1 Introduction and basic notions

The relationship between inequalities and the concept of convexity is strong. Many researchers have been studied inequalities such as Jensen inequality, Jensen-Mercer inequality, Hermite-Hadamard inequality (see [6,7,8, 14, 34]) and etc. for some functions with concept of convextiy such as convex functions, m-convex functions and etc. In reality, several areas of science, especially information theory, have benefited greatly from the study of convex functions (also known as functions with convexity) [2, 8, 10, 11, 13, 16,17,18,19,20, 26, 27, 29,30,31,32]. In this article, we develop basic results concerning uniformly convex functions, Jensen’s inequality, and Mercer’s inequality. Analytical applications are also studied. We require the following notations on all of the paper.

Definition 1

( [9, 12]) Let \(f: [a,b]\longrightarrow {\mathbb {R}}\) be a function. Then f is uniformly convex with modulus \(\phi : {\mathbb {R}}_{\ge 0} \longrightarrow [0,+\infty )\) if \(\phi \) is increasing, vanishes only at 0, and

$$\begin{aligned} f(\alpha x+(1-\alpha )y)+\alpha (1-\alpha )\phi ({|x-y|})\le \alpha f(x)+(1-\alpha )f(y) \end{aligned}$$

for every \(\alpha \in [0,1]\) and \(x,y\in [a,b]\).

Theorem 1

[25] (Jensen’s inequality) If f is a convex function on an interval I, \(x_i\in I\), \(1\le i\le n\) and \(\sum _{i=1}^n p_i=1,~~p_i\ge 0\), then

$$\begin{aligned} 0\le \sum _{i=1}^np_if(x_i)-f\left( \sum _{i=1}^np_ix_i\right) . \end{aligned}$$

Theorem 2

[24] (Mercer’s inequality) If f is a convex function on \(I:=[a,b]\), \(x_i\in I\), \(1\le i\le n\) and \(\sum _{i=1}^n p_i=1\), \(p_i\ge 0\), then

$$\begin{aligned} f\left( a+b-\sum _{i=1}^np_ix_i\right) +\sum _{i=1}^np_if(x_i)\le f(a)+f(b). \end{aligned}$$
(1)

→ Extracted information
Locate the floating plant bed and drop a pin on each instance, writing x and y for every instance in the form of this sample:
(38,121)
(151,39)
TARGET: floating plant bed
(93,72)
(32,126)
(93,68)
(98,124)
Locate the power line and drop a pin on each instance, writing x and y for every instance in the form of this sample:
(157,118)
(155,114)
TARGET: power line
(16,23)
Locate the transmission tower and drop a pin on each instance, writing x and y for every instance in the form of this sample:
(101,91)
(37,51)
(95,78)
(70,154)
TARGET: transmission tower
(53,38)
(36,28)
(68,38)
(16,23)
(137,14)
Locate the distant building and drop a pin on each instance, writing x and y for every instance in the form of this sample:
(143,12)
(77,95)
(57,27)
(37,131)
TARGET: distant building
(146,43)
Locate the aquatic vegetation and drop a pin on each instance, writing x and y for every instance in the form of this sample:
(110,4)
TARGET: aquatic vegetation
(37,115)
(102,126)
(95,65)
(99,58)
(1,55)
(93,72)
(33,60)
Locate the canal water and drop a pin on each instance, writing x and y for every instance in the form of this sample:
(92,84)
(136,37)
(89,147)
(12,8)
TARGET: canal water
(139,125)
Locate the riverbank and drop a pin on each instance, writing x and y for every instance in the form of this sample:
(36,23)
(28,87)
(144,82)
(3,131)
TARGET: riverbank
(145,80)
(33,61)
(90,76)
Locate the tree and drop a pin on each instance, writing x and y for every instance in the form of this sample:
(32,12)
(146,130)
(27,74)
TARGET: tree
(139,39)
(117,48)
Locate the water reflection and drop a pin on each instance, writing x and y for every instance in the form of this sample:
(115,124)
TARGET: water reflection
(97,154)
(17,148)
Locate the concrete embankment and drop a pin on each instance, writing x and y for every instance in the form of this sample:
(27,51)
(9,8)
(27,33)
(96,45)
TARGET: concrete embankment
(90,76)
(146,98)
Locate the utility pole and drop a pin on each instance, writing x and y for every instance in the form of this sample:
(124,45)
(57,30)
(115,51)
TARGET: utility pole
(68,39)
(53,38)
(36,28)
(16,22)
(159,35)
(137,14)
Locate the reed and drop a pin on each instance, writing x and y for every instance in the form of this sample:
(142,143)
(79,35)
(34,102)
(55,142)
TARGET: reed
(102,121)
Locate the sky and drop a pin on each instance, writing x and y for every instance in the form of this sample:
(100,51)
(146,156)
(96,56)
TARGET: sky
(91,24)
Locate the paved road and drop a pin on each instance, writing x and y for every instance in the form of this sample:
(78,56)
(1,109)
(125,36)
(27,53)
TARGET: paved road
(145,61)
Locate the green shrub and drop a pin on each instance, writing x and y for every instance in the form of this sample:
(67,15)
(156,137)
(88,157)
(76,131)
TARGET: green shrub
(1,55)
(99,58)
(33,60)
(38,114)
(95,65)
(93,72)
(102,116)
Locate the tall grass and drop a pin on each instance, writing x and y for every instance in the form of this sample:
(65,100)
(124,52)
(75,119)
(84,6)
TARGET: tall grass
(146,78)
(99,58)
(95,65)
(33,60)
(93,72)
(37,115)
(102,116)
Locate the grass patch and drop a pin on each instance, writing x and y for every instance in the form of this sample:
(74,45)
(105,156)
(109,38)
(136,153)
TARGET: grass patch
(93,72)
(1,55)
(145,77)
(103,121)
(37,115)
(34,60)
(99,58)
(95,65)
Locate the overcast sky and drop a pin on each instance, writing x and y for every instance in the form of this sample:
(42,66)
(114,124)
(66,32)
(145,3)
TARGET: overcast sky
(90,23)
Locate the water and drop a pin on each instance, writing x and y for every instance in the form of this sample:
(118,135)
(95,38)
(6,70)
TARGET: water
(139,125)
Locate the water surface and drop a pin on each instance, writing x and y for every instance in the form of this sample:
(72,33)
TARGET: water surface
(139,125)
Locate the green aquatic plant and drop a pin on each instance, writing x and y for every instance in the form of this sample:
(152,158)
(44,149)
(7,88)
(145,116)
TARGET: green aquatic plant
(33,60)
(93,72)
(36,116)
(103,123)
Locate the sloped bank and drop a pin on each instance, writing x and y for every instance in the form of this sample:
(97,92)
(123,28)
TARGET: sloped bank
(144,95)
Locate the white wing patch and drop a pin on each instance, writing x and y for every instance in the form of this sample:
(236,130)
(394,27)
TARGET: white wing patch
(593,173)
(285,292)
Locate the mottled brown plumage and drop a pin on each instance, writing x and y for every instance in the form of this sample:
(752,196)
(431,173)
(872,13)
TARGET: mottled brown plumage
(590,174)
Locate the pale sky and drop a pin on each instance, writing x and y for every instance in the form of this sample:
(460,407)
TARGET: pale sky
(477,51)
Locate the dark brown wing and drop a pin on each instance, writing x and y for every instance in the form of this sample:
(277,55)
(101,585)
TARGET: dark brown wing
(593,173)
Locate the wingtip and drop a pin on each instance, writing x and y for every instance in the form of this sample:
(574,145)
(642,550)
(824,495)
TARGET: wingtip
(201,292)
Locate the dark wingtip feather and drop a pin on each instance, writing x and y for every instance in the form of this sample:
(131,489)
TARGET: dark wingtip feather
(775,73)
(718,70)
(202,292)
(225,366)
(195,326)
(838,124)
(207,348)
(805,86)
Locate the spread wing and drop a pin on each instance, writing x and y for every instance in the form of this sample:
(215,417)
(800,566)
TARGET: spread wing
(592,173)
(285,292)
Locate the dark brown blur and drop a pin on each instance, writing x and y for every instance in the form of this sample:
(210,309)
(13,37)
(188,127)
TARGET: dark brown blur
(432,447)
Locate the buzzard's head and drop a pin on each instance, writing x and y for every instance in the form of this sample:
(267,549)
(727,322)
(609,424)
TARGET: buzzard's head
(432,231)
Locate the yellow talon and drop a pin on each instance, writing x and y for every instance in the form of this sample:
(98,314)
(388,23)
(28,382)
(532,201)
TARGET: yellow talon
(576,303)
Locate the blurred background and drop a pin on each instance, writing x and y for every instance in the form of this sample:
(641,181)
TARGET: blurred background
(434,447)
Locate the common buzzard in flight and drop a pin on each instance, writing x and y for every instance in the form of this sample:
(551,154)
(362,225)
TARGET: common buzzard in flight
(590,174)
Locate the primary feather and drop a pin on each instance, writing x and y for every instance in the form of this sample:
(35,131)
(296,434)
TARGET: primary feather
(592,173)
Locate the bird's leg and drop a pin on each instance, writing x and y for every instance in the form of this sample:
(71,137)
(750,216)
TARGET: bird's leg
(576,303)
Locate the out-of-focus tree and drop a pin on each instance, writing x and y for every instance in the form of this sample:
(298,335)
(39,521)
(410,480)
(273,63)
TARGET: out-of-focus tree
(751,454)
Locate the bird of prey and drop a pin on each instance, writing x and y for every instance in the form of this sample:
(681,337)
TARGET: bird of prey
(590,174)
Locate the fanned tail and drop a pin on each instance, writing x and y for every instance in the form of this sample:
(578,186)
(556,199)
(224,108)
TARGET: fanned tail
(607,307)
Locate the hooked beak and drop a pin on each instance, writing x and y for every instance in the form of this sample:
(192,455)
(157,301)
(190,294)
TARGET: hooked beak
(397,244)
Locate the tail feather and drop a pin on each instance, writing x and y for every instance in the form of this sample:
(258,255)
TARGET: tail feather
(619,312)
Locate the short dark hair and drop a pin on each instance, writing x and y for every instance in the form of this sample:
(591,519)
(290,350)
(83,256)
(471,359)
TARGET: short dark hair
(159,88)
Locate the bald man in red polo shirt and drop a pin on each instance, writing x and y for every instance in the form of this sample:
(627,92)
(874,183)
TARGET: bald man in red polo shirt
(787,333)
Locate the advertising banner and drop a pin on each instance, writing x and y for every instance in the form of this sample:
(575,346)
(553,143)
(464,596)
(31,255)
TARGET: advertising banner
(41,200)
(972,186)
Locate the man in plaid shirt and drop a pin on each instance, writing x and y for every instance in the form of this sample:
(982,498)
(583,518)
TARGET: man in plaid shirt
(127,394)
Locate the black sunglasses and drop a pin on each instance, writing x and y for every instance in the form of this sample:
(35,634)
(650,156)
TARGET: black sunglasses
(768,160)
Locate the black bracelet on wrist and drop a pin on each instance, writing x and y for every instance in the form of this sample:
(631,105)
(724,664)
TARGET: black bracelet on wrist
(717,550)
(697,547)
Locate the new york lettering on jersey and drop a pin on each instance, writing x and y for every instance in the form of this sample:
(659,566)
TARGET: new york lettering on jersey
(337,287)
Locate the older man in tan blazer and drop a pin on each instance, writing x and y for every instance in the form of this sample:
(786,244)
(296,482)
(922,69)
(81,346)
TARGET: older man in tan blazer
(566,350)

→ What is asked
1: According to the introduction on convexity, why is the study of convex functions valuable? Answer in one to three sentences.
2: Pull out every line of the rows that contains the word "sloped".
The introduction on convexity and the rows have no connection to each other.

→ Answers given
1: The study of convex functions is valuable because several areas of science have benefited greatly from it. Information theory is singled out as a field that has gained especially.

2:
Locate the sloped bank and drop a pin on each instance, writing x and y for every instance in the form of this sample:
TARGET: sloped bank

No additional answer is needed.